Records from a data collection:
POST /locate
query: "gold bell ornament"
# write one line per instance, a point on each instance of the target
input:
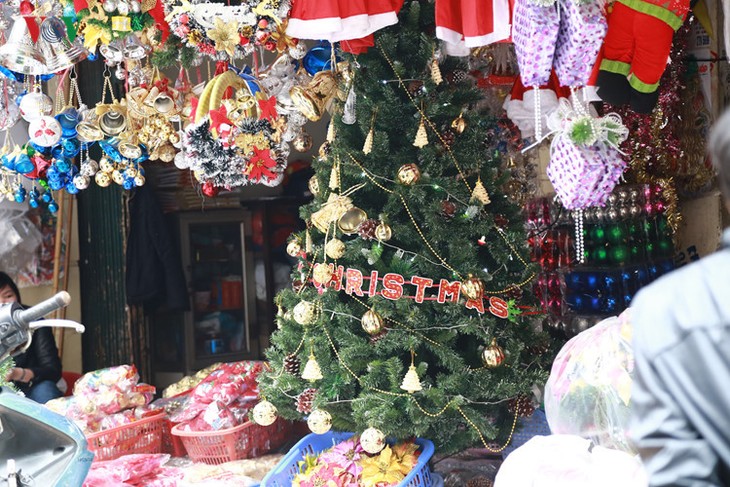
(409, 174)
(312, 100)
(264, 413)
(319, 421)
(493, 355)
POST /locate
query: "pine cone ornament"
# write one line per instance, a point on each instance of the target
(415, 87)
(448, 137)
(366, 230)
(456, 76)
(525, 404)
(480, 482)
(448, 208)
(305, 399)
(292, 364)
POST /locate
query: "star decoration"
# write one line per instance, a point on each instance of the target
(218, 118)
(225, 35)
(268, 108)
(260, 165)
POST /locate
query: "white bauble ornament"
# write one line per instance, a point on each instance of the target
(372, 440)
(264, 413)
(319, 421)
(304, 313)
(44, 131)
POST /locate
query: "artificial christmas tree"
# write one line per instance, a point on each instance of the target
(439, 299)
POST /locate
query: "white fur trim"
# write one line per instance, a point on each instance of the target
(336, 29)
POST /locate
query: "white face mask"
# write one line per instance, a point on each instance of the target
(7, 295)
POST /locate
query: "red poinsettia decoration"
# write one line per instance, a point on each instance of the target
(260, 165)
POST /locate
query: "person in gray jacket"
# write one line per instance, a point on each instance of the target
(681, 393)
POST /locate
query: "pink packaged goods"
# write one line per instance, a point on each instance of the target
(222, 400)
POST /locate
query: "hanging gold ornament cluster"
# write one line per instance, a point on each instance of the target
(493, 355)
(473, 288)
(383, 232)
(372, 322)
(294, 247)
(312, 372)
(459, 124)
(305, 313)
(264, 413)
(480, 193)
(409, 174)
(319, 421)
(372, 440)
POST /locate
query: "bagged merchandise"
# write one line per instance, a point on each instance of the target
(222, 400)
(589, 388)
(107, 398)
(140, 470)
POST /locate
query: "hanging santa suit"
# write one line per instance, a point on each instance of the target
(464, 24)
(339, 20)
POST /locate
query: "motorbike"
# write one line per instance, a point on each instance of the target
(38, 448)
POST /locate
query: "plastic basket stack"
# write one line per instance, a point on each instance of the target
(286, 470)
(143, 436)
(248, 440)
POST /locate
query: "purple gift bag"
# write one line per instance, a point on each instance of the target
(535, 33)
(582, 30)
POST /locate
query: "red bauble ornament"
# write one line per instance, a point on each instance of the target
(209, 189)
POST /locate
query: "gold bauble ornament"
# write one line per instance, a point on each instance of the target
(302, 142)
(352, 219)
(473, 288)
(383, 232)
(293, 247)
(335, 248)
(372, 322)
(459, 124)
(314, 185)
(411, 382)
(319, 421)
(372, 440)
(322, 274)
(304, 313)
(102, 179)
(493, 355)
(264, 413)
(409, 174)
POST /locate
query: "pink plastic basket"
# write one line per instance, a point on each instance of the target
(143, 436)
(170, 443)
(248, 440)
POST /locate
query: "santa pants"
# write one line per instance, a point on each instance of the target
(637, 46)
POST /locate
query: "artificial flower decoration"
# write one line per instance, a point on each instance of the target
(345, 456)
(382, 469)
(225, 35)
(260, 165)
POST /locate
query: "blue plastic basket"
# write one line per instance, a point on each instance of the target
(283, 474)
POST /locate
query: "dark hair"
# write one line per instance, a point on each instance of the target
(6, 280)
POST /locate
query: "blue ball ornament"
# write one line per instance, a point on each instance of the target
(71, 147)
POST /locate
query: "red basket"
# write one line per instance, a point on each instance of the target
(248, 440)
(143, 436)
(170, 443)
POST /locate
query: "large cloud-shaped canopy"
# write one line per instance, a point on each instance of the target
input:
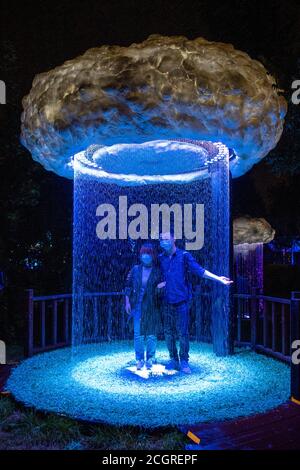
(162, 88)
(252, 230)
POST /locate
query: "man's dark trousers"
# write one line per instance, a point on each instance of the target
(176, 323)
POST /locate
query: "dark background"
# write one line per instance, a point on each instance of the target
(36, 206)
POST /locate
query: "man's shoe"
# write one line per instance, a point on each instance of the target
(185, 368)
(172, 365)
(149, 364)
(139, 365)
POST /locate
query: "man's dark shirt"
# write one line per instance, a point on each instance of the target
(174, 271)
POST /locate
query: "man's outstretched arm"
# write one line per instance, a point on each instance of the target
(223, 279)
(202, 272)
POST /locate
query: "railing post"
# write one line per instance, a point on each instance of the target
(54, 322)
(295, 347)
(109, 318)
(254, 315)
(30, 319)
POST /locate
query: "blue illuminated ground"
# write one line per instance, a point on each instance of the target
(96, 385)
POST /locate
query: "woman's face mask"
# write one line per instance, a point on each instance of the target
(146, 259)
(166, 244)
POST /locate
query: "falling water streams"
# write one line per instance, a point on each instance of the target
(184, 173)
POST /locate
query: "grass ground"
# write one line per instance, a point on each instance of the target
(22, 428)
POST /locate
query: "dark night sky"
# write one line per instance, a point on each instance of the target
(37, 36)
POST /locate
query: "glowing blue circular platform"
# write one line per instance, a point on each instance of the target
(99, 384)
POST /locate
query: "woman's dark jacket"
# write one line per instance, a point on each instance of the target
(151, 320)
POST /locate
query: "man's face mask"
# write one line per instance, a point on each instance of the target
(166, 244)
(146, 259)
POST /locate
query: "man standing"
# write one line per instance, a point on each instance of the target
(174, 264)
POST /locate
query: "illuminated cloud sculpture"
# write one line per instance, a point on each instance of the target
(249, 236)
(252, 230)
(162, 88)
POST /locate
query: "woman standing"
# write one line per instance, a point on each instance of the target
(142, 302)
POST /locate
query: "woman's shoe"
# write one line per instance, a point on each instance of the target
(185, 368)
(149, 364)
(139, 364)
(172, 365)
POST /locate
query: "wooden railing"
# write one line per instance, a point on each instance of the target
(49, 320)
(264, 322)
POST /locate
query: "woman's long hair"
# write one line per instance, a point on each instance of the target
(150, 250)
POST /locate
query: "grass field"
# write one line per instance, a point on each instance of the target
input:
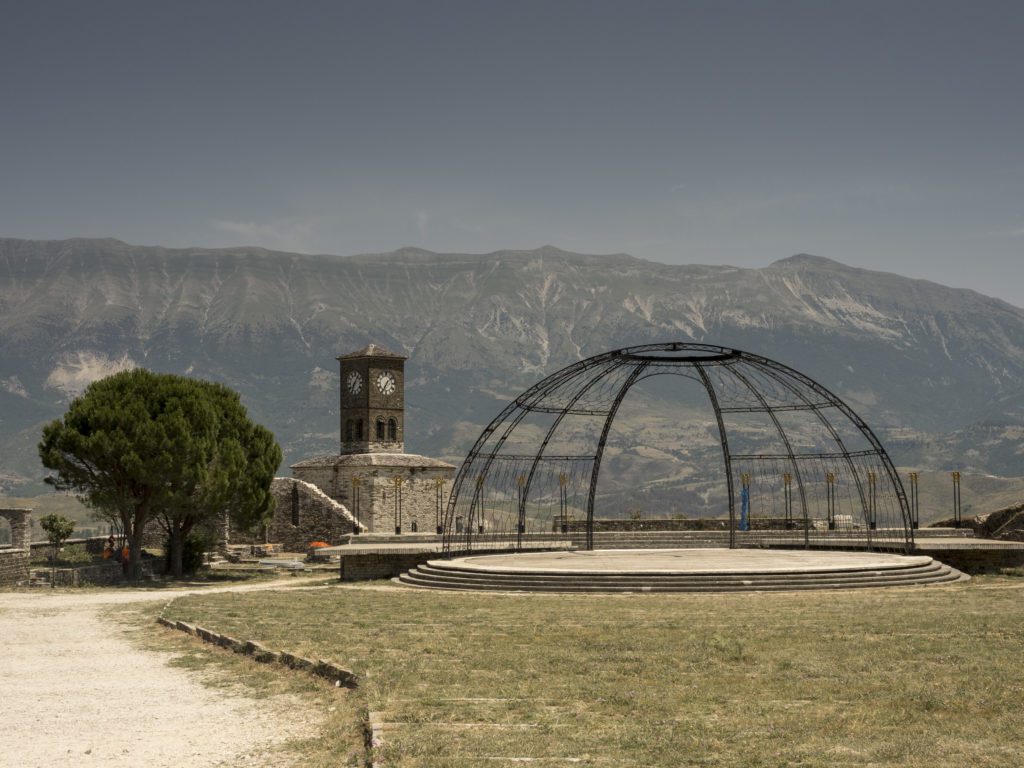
(910, 677)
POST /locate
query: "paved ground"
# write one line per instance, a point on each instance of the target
(74, 691)
(689, 561)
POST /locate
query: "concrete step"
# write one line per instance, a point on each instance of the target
(440, 576)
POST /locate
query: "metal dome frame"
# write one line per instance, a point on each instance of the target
(504, 495)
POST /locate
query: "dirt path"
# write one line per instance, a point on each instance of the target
(74, 691)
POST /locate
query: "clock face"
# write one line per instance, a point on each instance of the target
(385, 382)
(354, 383)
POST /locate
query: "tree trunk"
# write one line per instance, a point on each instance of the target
(177, 542)
(135, 538)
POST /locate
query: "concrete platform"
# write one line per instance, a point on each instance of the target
(679, 570)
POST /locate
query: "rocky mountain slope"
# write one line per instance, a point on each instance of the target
(938, 371)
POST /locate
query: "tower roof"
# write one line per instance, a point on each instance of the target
(372, 350)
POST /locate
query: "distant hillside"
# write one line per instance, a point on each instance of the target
(938, 371)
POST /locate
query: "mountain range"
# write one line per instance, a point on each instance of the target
(937, 371)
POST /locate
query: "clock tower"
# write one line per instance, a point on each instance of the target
(373, 401)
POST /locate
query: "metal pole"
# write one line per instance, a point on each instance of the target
(957, 521)
(787, 499)
(397, 506)
(872, 509)
(521, 527)
(355, 504)
(563, 502)
(830, 499)
(479, 491)
(439, 499)
(914, 509)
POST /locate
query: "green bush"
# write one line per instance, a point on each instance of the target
(192, 554)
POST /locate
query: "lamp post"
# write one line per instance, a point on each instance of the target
(356, 482)
(397, 505)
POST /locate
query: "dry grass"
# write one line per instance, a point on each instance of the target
(914, 677)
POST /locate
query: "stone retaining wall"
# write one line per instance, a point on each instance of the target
(360, 566)
(14, 559)
(698, 523)
(13, 566)
(259, 652)
(974, 561)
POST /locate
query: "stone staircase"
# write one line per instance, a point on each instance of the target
(455, 576)
(701, 539)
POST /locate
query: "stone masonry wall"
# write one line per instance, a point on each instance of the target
(419, 500)
(13, 566)
(366, 565)
(302, 514)
(376, 507)
(14, 560)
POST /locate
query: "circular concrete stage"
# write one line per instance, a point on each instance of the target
(679, 570)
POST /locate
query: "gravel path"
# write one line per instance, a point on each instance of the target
(74, 691)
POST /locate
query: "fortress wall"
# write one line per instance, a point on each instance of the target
(14, 560)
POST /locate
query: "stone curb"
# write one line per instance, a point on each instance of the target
(259, 652)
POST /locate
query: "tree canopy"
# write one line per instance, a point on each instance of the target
(140, 446)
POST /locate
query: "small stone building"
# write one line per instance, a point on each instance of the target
(386, 493)
(303, 514)
(371, 483)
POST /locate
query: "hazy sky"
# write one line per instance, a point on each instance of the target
(883, 134)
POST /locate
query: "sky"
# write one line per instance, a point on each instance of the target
(887, 135)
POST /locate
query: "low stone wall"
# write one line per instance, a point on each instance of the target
(13, 566)
(259, 652)
(360, 566)
(93, 546)
(98, 576)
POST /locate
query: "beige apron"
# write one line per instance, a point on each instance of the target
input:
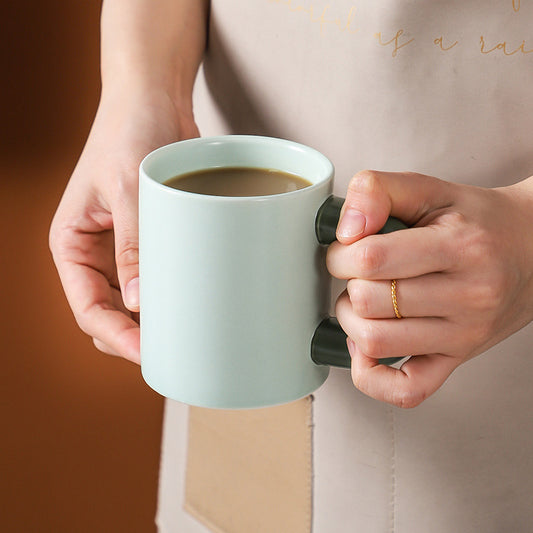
(439, 87)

Instructions to follow: Return every line of the data that contains the string "illuminated".

Answer to the task:
query: "blue illuminated ground"
query: "illuminated cloud sculpture"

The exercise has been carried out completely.